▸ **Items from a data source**
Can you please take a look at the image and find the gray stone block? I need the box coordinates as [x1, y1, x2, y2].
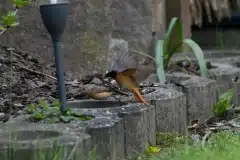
[0, 124, 93, 160]
[67, 100, 156, 158]
[209, 63, 240, 104]
[6, 115, 124, 160]
[166, 72, 217, 123]
[117, 87, 187, 134]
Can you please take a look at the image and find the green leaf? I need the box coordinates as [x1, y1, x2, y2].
[10, 22, 19, 27]
[155, 40, 166, 83]
[1, 11, 18, 27]
[39, 99, 49, 110]
[213, 88, 234, 117]
[164, 17, 183, 68]
[13, 0, 31, 8]
[219, 88, 234, 102]
[26, 103, 36, 113]
[32, 111, 47, 120]
[183, 39, 208, 76]
[213, 100, 230, 117]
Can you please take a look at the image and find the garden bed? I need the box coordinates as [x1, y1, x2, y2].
[0, 45, 240, 160]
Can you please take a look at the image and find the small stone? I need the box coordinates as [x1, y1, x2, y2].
[91, 78, 102, 85]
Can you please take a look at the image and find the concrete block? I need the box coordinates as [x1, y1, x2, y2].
[166, 72, 217, 123]
[116, 87, 187, 134]
[69, 100, 156, 158]
[6, 112, 124, 160]
[0, 124, 93, 160]
[209, 63, 240, 104]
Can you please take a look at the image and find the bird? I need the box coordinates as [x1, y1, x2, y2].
[105, 68, 149, 105]
[87, 90, 113, 100]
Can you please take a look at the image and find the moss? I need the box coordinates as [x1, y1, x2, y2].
[156, 132, 187, 148]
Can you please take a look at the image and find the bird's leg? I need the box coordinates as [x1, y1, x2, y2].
[113, 95, 122, 105]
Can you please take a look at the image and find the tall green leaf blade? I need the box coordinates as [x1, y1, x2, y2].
[155, 40, 166, 83]
[183, 39, 208, 76]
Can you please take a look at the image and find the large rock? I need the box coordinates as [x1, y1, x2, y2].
[0, 0, 152, 77]
[0, 0, 112, 79]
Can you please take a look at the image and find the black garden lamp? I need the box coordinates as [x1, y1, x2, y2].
[40, 0, 68, 112]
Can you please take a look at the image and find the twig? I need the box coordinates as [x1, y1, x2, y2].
[202, 131, 212, 147]
[0, 9, 18, 35]
[17, 65, 57, 80]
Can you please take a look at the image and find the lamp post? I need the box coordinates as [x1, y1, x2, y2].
[40, 0, 68, 112]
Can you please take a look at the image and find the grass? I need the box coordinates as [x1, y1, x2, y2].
[138, 131, 240, 160]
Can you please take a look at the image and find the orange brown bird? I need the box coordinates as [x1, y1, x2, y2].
[87, 86, 113, 100]
[105, 68, 149, 105]
[87, 91, 113, 100]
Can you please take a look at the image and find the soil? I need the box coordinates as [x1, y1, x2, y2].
[0, 47, 102, 118]
[0, 47, 154, 122]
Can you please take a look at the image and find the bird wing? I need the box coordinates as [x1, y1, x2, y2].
[122, 68, 138, 86]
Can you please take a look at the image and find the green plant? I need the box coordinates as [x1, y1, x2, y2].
[25, 100, 94, 123]
[134, 17, 208, 82]
[0, 0, 31, 34]
[213, 88, 234, 117]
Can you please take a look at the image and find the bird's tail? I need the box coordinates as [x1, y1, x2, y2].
[133, 88, 150, 105]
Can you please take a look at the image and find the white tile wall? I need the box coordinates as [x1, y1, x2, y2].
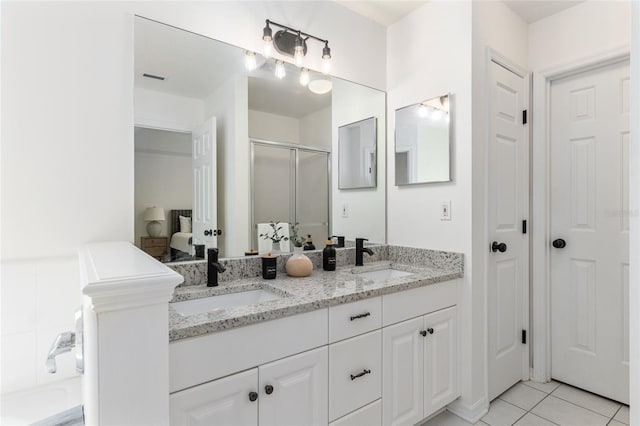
[0, 257, 82, 395]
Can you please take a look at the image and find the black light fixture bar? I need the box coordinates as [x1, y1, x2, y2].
[267, 19, 329, 45]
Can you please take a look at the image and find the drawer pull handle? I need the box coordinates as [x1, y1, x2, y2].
[349, 312, 371, 321]
[350, 370, 371, 380]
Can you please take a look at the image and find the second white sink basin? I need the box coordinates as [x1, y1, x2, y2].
[356, 268, 413, 281]
[171, 289, 282, 316]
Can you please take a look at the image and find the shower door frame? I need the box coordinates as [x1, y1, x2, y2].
[249, 138, 332, 247]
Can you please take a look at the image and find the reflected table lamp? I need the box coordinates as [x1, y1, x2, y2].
[144, 206, 164, 237]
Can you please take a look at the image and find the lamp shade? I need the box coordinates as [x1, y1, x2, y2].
[144, 206, 164, 221]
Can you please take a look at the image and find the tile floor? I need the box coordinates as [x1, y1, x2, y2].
[423, 382, 629, 426]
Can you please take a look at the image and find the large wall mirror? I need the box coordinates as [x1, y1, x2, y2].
[395, 94, 452, 186]
[134, 17, 386, 262]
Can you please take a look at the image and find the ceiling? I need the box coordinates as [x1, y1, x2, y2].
[135, 18, 331, 118]
[334, 0, 584, 27]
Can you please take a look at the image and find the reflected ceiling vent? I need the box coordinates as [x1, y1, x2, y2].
[142, 73, 166, 81]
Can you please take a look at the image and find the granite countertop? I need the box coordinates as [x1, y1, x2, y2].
[169, 261, 463, 341]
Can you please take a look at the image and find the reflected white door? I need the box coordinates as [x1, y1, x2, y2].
[487, 61, 529, 400]
[191, 117, 218, 248]
[549, 62, 629, 403]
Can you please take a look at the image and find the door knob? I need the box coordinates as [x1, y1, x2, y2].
[491, 241, 507, 253]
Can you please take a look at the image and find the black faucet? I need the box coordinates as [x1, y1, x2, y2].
[331, 235, 344, 248]
[207, 248, 224, 287]
[356, 238, 373, 266]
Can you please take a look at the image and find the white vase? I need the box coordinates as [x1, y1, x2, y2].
[285, 247, 313, 277]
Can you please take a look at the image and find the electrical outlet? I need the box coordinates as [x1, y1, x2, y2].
[440, 201, 451, 220]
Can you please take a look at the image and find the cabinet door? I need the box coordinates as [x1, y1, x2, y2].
[382, 317, 424, 425]
[169, 368, 258, 426]
[424, 306, 458, 417]
[259, 346, 329, 426]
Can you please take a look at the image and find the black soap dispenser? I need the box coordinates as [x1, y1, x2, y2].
[302, 234, 316, 251]
[322, 238, 336, 271]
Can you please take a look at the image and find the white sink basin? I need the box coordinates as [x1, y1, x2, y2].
[171, 289, 282, 316]
[354, 268, 413, 281]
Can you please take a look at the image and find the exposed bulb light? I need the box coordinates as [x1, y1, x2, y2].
[300, 68, 310, 86]
[293, 32, 304, 67]
[244, 50, 258, 71]
[322, 42, 331, 74]
[262, 19, 273, 59]
[276, 61, 287, 80]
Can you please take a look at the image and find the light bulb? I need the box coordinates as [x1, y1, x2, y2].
[293, 33, 304, 67]
[300, 68, 309, 86]
[262, 40, 273, 59]
[244, 50, 258, 71]
[276, 61, 287, 80]
[322, 42, 331, 74]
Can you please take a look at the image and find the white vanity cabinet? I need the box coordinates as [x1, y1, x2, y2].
[382, 281, 458, 425]
[170, 346, 328, 426]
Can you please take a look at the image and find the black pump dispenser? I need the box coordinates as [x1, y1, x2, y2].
[322, 238, 336, 271]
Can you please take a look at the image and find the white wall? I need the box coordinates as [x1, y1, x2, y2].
[0, 1, 386, 398]
[529, 0, 631, 70]
[205, 76, 251, 257]
[331, 79, 386, 242]
[300, 107, 331, 150]
[629, 2, 640, 425]
[247, 109, 300, 143]
[134, 128, 193, 247]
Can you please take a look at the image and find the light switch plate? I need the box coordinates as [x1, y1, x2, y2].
[440, 200, 451, 220]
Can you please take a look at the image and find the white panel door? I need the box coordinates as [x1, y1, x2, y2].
[169, 368, 258, 426]
[191, 117, 218, 248]
[549, 62, 629, 403]
[382, 317, 424, 426]
[259, 347, 329, 426]
[487, 61, 529, 400]
[423, 306, 458, 417]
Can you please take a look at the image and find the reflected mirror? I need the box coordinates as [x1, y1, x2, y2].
[338, 117, 377, 189]
[395, 94, 452, 186]
[134, 17, 386, 261]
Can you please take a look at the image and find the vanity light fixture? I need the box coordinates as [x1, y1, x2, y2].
[300, 68, 310, 86]
[244, 50, 258, 71]
[262, 19, 331, 74]
[276, 61, 287, 80]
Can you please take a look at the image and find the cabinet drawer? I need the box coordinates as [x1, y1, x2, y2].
[382, 279, 460, 327]
[329, 400, 382, 426]
[329, 296, 382, 343]
[329, 330, 382, 421]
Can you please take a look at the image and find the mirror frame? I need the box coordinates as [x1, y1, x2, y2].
[393, 92, 455, 187]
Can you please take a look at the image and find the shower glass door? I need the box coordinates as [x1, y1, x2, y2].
[251, 140, 330, 249]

▸ **Brief**
Rewrite the lines between the one holding "the green leaf?" and the one holding "[0, 45, 240, 160]", inclusive, changing "garden bed" to "flower bed" and leaving all else as it is.

▸ **Task response**
Can you please take a look at the image and find the green leaf? I need the box coordinates as [x1, y1, x2, y2].
[10, 22, 19, 27]
[155, 40, 166, 83]
[1, 11, 18, 27]
[39, 99, 49, 110]
[213, 88, 234, 117]
[164, 17, 183, 68]
[13, 0, 31, 8]
[219, 88, 234, 102]
[26, 103, 36, 113]
[32, 111, 47, 120]
[183, 39, 208, 76]
[213, 100, 230, 117]
Can you please take a look at the image and find the flower bed? I need the box coordinates as [x1, y1, x2, y2].
[0, 45, 240, 160]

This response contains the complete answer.